::: PAGE :::

Elon Kohlberg and Mertens[34] emphasized that a solution concept should be consistent with an admissible decision rule. Moreover, it should satisfy the invariance principle that it should not depend on which among the many equivalent representations of the strategic situation as an extensive-form game is used. In particular, it should depend only on the reduced normal form of the game obtained after elimination of pure strategies that are redundant because their payoffs for all players can be replicated by a mixture of other pure strategies. Mertens[35][36] emphasized also the importance of the small worlds principle that a solution concept should depend only on the ordinal properties of players' preferences, and should not depend on whether the game includes extraneous players whose actions have no effect on the original players' feasible strategies and payoffs.

Kohlberg and Mertens defined tentatively a set-valued solution concept called stability for games with finite numbers of pure strategies that satisfies admissibility, invariance and forward induction, but a counterexample showed that it need not satisfy backward induction; viz. the set might not include a sequential equilibrium. Subsequently, Mertens[37][38] defined a refinement, also called stability and now often called a set of Mertens-stable equilibria, that has several desirable properties:

  • Admissibility and Perfection: All equilibria in a stable set are perfect, hence admissible.

::: STORED DATA :::

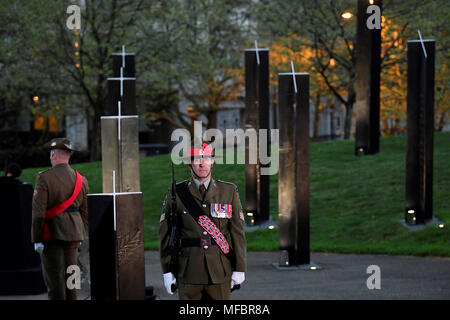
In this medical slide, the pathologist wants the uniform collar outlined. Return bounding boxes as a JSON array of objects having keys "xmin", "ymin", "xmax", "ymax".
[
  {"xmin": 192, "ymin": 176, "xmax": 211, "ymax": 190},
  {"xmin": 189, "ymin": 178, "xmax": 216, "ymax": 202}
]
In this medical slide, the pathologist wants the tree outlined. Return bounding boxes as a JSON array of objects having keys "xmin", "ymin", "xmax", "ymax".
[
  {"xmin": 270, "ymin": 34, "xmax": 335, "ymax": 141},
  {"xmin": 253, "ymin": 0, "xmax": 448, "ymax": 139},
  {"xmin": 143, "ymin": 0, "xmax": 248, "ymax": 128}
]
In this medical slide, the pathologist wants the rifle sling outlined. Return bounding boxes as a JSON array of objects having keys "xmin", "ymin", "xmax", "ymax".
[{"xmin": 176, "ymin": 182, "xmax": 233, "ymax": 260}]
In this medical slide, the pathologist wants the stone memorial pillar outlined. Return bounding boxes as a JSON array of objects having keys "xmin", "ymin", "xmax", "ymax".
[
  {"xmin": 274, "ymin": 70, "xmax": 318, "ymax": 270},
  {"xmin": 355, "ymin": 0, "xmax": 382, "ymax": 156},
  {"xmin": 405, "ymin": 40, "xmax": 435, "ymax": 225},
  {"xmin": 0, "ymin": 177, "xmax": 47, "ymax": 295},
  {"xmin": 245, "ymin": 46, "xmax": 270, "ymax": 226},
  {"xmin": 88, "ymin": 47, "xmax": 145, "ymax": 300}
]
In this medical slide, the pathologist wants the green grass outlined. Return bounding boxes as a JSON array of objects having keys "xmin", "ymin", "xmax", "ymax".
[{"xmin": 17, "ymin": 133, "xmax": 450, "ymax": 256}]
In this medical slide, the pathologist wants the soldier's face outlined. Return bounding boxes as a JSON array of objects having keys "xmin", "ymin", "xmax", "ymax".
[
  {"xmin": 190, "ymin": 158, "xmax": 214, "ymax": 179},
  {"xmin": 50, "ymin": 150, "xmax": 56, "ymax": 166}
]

:::
::: STORED DATA :::

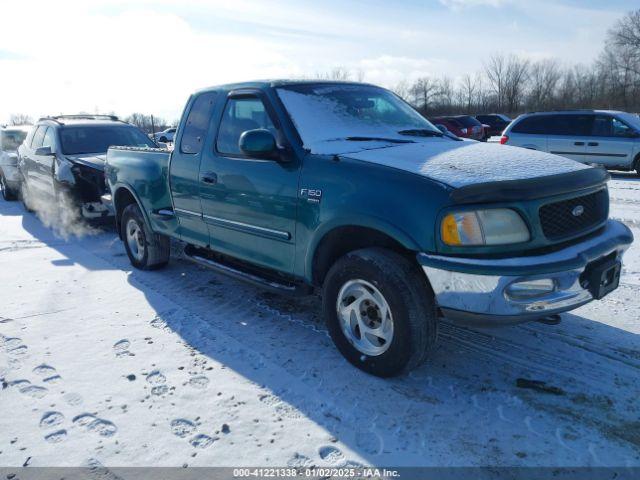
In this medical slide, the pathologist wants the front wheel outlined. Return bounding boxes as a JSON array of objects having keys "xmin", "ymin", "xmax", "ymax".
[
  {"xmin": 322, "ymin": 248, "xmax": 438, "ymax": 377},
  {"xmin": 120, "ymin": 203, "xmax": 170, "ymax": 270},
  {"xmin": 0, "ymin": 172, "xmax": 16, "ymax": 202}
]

:::

*COMPLETE THE FOLLOWING*.
A) Answer these about the passage on game-theory solution concepts:
(i) Under the small worlds principle, on what should a solution concept depend only?
(ii) Which property did a counterexample show that Kohlberg and Mertens's tentative stability concept need not satisfy?
(iii) What does the passage say about all equilibria in a stable set?
B) Reproduce the passage on game-theory solution concepts from "Elon Kohlberg and" to "strategies and payoffs.".
C) How would the passage on game-theory solution concepts carry on from the point where it stops?

*EXERCISE ANSWERS*.
A)
(i) The ordinal properties of players' preferences.
(ii) Backward induction.
(iii) They are all perfect, hence admissible.

B)
Elon Kohlberg and Mertens[34] emphasized that a solution concept should be consistent with an admissible decision rule. Moreover, it should satisfy the invariance principle that it should not depend on which among the many equivalent representations of the strategic situation as an extensive-form game is used. In particular, it should depend only on the reduced normal form of the game obtained after elimination of pure strategies that are redundant because their payoffs for all players can be replicated by a mixture of other pure strategies. Mertens[35][36] emphasized also the importance of the small worlds principle that a solution concept should depend only on the ordinal properties of players' preferences, and should not depend on whether the game includes extraneous players whose actions have no effect on the original players' feasible strategies and payoffs.

C)
  • Backward Induction and Forward Induction: A stable set includes a proper equilibrium of the normal form of the game that induces a quasi-perfect and sequential equilibrium in every extensive-form game with perfect recall that has the same normal form. A subset of a stable set survives iterative elimination of weakly dominated strategies and strategies that are inferior replies at every equilibrium in the set.
  • Invariance and Small Worlds: The stable sets of a game are the projections of the stable sets of any larger game in which it is embedded while preserving the original players' feasible strategies and payoffs.
  • Decomposition and Player Splitting. The stable sets of the product of two independent games are the products of their stable sets. Stable sets are not affected by splitting a player into agents such that no path through the game tree includes actions of two agents.

For two-player games with perfect recall and generic payoffs, stability is equivalent to just three of these properties: a stable set uses only undominated strategies, includes a quasi-perfect equilibrium, and is immune to embedding in a larger game.[39]

A stable set is defined mathematically by (in brief) essentiality of the projection map from a closed connected neighborhood in the graph of the Nash equilibria over the space of perturbed games obtained by perturbing players' strategies toward completely mixed strategies. This definition entails more than the property that every nearby game has a nearby equilibrium. Essentiality requires further that no deformation of the projection maps to the boundary, which ensures that perturbations of the fixed point problem defining Nash equilibria have nearby solutions. This is apparently necessary to obtain all the desirable properties listed above.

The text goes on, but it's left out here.